Your goal:
Can you reproduce the data below with every "screenshot" switched to "image" and nothing else changed? Leave the pictures out of your answer.

[Start of Materials provided]

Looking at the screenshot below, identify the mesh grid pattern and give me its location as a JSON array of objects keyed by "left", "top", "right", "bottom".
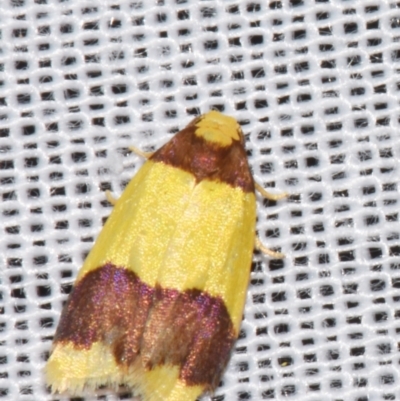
[{"left": 0, "top": 0, "right": 400, "bottom": 401}]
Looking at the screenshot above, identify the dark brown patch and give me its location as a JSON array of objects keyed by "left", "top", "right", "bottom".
[
  {"left": 55, "top": 263, "right": 236, "bottom": 390},
  {"left": 151, "top": 119, "right": 254, "bottom": 192}
]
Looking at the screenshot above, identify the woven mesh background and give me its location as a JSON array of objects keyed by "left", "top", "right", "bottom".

[End of Materials provided]

Response for this exercise:
Looking at the image below, identify the mesh grid pattern and give me its location as a JSON array of objects keyed by "left", "top", "right", "bottom".
[{"left": 0, "top": 0, "right": 400, "bottom": 401}]
Looking at the image above, identify the dark brown patch and give me its location as a JSON array of objects keyed by "left", "top", "right", "bottom".
[
  {"left": 55, "top": 263, "right": 236, "bottom": 390},
  {"left": 151, "top": 119, "right": 254, "bottom": 192}
]
Looking at the image above, identify the woven mesh background and give me its location as a JSON array of objects keyed by "left", "top", "right", "bottom".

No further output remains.